# Material to process

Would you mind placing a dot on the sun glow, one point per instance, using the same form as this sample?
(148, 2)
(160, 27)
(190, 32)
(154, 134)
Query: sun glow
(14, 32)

# Problem to solve
Copy the whole listing above line for line, without changing anything.

# Answer to this exercise
Would you mind placing a dot on the sun glow, one point per instance, using the same form as this sample?
(148, 2)
(160, 27)
(190, 32)
(154, 134)
Query: sun glow
(14, 32)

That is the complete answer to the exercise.